- TEXT BLOCK -
Digital Humanities and Cultural Heritage

Participants : Stefan Pernes, Marie Puren, Charles Riondet, Laurent Romary, Dorian Seillier, Lionel Tadonfouet.

The very broad scope of Digital Humanities and Cultural Heritage is well represented in the latest works of the ALMAnaCH team, undertaken in various contexts (European and national research infrastructures and bilateral partnerships). However, the issues tackled always deal with interoperability, reusability and standardization:

  • The "Data Reuse Charter"[33] project is carried by a large consortium of European infrastructures and institutions

  • The “Standardization Survival Kit” (or SSK) [66] developed within the PARTHENOS project intends to show that proper data modelling and corresponding standards make digital content more sustainable and reusable. Arts and Humanities would be well-suited to taking up the technological prerequisites of standardization [41], as most technological domains have already done.

  • A concrete application of what offers the SSK has been developed within the EHRI project, where we built a methodology for the management of heterogeneous archival sources—expressed in the EAD Encoded archival description format—in one single environment, namely a federated portal [40], [48]. This method is based on a specification and customisation method inspired from the TEI, i.e. the definition of project-specific subsets of the standard and the maintenance of both technical and editorial specifications within a single framework.

  • the Time-US project aims to reconstruct the remuneration and time budgets of women and men working in the textile trades in four French industrial regions (Lille, Paris, Lyon, Marseille) in a long-term perspective. During the launch phase, the team has been active in the following domains:

    • Collection of primary sources. The Time-Us team works on a heterogenous corpus of French handwritten and printed sources spanning from the seventeenth to the twentieth century; it includes court decisions, petitions, police reports and files, and sociological surveys on living conditions of the working class.

- DATASET ROWS -
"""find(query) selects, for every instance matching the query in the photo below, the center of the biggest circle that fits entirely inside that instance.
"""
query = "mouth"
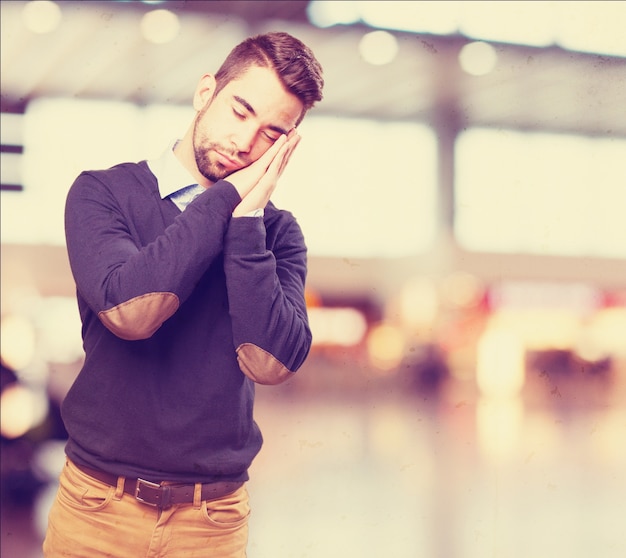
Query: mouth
(227, 162)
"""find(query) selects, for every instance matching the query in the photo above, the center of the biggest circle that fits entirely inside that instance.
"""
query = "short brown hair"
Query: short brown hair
(294, 63)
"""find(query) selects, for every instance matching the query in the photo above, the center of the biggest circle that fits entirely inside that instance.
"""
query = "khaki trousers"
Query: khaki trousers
(90, 519)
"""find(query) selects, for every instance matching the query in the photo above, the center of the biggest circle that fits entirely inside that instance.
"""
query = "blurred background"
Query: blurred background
(462, 190)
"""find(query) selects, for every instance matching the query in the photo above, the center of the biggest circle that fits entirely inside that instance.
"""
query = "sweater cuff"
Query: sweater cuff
(245, 236)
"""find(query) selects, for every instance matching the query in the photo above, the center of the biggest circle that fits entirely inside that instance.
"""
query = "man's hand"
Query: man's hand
(257, 182)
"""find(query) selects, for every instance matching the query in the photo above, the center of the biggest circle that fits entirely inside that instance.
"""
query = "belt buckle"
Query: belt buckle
(141, 483)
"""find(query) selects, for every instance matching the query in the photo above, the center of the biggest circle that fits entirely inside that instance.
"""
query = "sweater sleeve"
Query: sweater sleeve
(132, 282)
(266, 297)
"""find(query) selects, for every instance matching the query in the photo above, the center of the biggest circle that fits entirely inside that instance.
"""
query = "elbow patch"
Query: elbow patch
(260, 366)
(139, 317)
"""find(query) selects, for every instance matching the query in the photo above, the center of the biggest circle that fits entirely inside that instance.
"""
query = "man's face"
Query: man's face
(236, 126)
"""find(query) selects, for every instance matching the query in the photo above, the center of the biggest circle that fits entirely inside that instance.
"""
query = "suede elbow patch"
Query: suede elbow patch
(260, 366)
(139, 317)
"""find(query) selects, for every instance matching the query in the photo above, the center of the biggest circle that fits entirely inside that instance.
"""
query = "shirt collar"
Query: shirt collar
(171, 175)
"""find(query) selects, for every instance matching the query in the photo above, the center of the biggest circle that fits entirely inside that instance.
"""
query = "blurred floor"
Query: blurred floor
(394, 475)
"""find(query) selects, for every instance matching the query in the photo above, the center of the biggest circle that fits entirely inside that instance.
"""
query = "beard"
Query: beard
(211, 170)
(204, 152)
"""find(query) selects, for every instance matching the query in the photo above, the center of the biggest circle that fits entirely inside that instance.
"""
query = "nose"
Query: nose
(243, 139)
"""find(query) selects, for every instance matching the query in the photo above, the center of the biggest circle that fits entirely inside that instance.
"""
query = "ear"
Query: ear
(204, 91)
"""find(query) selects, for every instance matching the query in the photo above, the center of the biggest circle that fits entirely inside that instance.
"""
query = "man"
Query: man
(185, 306)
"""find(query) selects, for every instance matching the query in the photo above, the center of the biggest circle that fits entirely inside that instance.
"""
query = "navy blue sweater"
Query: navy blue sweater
(182, 314)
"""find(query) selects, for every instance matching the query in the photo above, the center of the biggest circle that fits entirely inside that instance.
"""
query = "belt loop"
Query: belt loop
(119, 489)
(197, 496)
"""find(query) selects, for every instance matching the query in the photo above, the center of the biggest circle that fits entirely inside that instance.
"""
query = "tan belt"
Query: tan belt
(163, 495)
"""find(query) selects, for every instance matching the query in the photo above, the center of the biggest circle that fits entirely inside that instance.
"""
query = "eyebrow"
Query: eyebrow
(249, 108)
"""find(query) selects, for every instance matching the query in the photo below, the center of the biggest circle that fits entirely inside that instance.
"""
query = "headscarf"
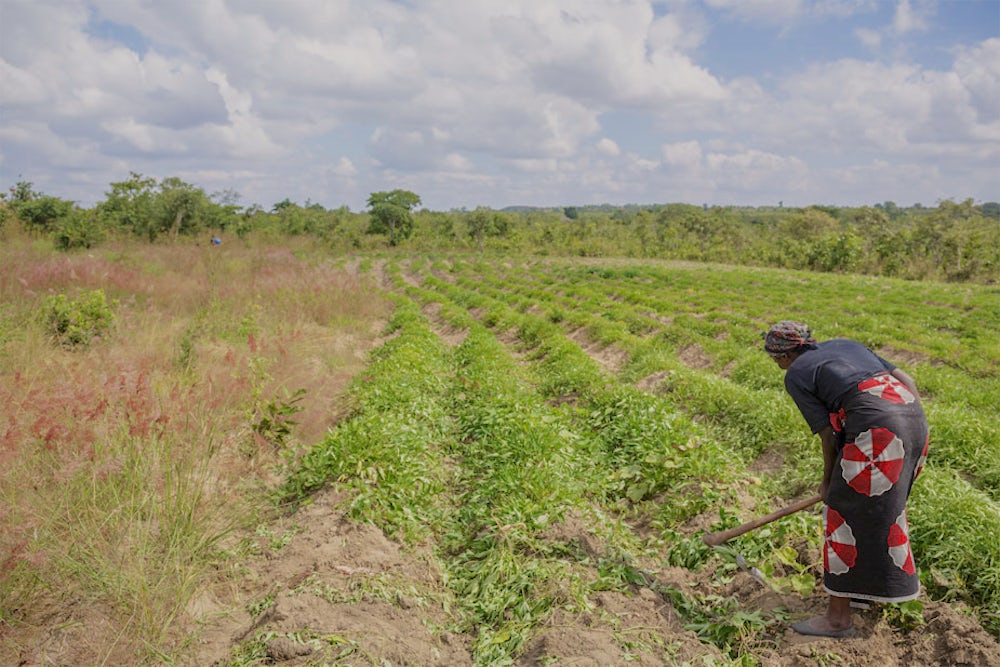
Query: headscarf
(786, 336)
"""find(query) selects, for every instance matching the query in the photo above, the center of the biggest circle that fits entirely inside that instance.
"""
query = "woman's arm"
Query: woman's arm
(829, 440)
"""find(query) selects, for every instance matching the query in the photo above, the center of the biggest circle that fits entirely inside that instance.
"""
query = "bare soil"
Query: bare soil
(324, 583)
(321, 585)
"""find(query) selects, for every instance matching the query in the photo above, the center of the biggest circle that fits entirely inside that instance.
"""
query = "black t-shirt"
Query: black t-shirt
(821, 378)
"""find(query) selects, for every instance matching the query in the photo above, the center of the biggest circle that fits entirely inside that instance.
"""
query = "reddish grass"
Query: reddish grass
(203, 337)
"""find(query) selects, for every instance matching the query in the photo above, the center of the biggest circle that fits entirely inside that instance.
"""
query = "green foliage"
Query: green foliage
(77, 322)
(151, 210)
(79, 229)
(274, 422)
(391, 214)
(42, 213)
(906, 616)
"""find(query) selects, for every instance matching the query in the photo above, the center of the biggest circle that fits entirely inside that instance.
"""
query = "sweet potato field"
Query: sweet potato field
(517, 394)
(522, 471)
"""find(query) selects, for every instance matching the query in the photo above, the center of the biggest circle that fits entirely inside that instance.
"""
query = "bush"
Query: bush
(76, 322)
(79, 229)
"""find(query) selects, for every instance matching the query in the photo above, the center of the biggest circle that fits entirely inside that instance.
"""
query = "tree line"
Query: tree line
(954, 241)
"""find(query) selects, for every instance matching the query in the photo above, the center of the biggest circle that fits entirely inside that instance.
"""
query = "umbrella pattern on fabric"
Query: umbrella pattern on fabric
(887, 387)
(872, 463)
(840, 552)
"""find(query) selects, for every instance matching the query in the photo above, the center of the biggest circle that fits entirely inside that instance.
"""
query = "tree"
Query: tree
(129, 205)
(180, 207)
(391, 213)
(484, 222)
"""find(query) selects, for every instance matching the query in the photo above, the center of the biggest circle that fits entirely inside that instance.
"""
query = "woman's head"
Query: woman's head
(787, 339)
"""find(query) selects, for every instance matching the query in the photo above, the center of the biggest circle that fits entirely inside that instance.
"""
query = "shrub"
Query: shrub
(76, 322)
(78, 229)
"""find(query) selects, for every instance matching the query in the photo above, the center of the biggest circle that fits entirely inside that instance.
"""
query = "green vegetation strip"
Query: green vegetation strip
(739, 392)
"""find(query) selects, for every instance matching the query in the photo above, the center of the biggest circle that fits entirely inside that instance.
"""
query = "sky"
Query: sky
(502, 103)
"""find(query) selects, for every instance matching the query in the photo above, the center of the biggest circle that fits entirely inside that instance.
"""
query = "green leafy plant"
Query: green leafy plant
(76, 322)
(274, 420)
(906, 616)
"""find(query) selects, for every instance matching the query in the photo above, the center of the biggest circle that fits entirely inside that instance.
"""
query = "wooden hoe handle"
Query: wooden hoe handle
(717, 538)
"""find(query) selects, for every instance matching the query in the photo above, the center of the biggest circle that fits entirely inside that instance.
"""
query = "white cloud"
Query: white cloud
(683, 154)
(608, 147)
(765, 11)
(495, 101)
(909, 18)
(871, 39)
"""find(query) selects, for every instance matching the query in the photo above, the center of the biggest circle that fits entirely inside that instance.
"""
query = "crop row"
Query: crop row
(743, 406)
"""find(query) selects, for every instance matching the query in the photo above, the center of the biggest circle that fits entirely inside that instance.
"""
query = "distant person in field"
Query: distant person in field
(868, 416)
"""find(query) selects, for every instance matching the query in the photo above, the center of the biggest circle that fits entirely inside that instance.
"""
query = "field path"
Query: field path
(323, 589)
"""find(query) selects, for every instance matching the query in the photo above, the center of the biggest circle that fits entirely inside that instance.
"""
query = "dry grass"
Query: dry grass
(124, 464)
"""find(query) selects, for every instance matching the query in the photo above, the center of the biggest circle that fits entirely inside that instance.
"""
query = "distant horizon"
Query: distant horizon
(519, 103)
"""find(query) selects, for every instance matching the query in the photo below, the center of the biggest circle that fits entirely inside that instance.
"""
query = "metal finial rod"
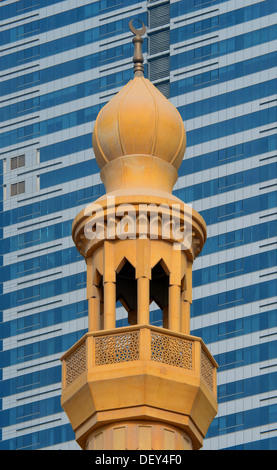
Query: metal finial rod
(137, 41)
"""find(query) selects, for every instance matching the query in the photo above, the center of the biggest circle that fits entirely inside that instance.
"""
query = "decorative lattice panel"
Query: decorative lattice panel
(76, 364)
(117, 348)
(172, 351)
(207, 370)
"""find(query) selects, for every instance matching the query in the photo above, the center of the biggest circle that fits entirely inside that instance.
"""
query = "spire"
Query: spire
(137, 41)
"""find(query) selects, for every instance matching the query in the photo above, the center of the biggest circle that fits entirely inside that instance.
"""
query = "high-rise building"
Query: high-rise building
(61, 61)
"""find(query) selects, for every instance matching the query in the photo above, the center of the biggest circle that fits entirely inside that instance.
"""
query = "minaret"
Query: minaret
(141, 386)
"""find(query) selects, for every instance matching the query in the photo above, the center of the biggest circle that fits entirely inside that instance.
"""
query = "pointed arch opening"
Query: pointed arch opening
(159, 286)
(126, 290)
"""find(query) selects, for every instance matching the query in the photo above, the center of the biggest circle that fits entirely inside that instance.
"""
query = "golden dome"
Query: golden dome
(139, 120)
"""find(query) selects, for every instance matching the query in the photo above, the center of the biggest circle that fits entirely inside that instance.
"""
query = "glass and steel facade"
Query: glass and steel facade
(61, 61)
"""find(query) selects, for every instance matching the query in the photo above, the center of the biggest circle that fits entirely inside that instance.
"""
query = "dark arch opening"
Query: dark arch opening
(159, 286)
(126, 291)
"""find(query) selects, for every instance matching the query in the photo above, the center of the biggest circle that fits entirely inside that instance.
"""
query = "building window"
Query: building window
(17, 162)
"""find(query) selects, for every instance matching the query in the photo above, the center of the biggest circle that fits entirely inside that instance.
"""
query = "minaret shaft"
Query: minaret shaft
(140, 386)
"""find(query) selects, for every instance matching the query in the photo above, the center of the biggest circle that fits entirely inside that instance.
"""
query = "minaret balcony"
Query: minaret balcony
(139, 372)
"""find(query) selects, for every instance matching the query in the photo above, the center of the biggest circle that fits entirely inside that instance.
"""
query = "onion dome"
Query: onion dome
(137, 132)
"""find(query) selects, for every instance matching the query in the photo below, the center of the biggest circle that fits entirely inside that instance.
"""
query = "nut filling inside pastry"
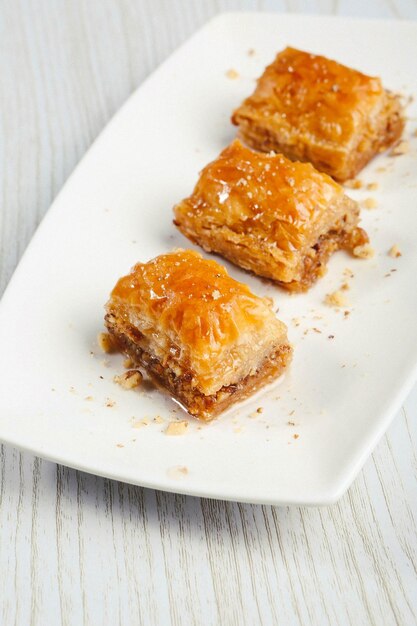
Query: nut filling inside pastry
(314, 109)
(278, 218)
(196, 331)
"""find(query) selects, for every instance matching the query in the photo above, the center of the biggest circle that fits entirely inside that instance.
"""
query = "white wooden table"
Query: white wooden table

- WORK TO COMPLETE -
1 > Answer these from the Digital Humanities and Cultural Heritage text:
(a) Which project developed the Standardization Survival Kit?
(b) In what format were the archival sources in the EHRI project expressed?
(c) Which four French industrial regions does the Time-US project cover?
2 > Retype the part of the Digital Humanities and Cultural Heritage text that opens with the words containing "The very broad" and closes with "have already done.".

- FULL ANSWERS -
1 >
(a) The PARTHENOS project.
(b) The EAD Encoded archival description format.
(c) Lille, Paris, Lyon, and Marseille.

2 >
The very broad scope of Digital Humanities and Cultural Heritage is well represented in the latest works of the ALMAnaCH team, undertaken in various contexts (European and national research infrastructures and bilateral partnerships). However, the issues tackled always deal with interoperability, reusability and standardization:

  • The "Data Reuse Charter"[33] project is carried by a large consortium of European infrastructures and institutions

  • The “Standardization Survival Kit” (or SSK) [66] developed within the PARTHENOS project intends to show that proper data modelling and corresponding standards make digital content more sustainable and reusable. Arts and Humanities would be well-suited to taking up the technological prerequisites of standardization [41], as most technological domains have already done.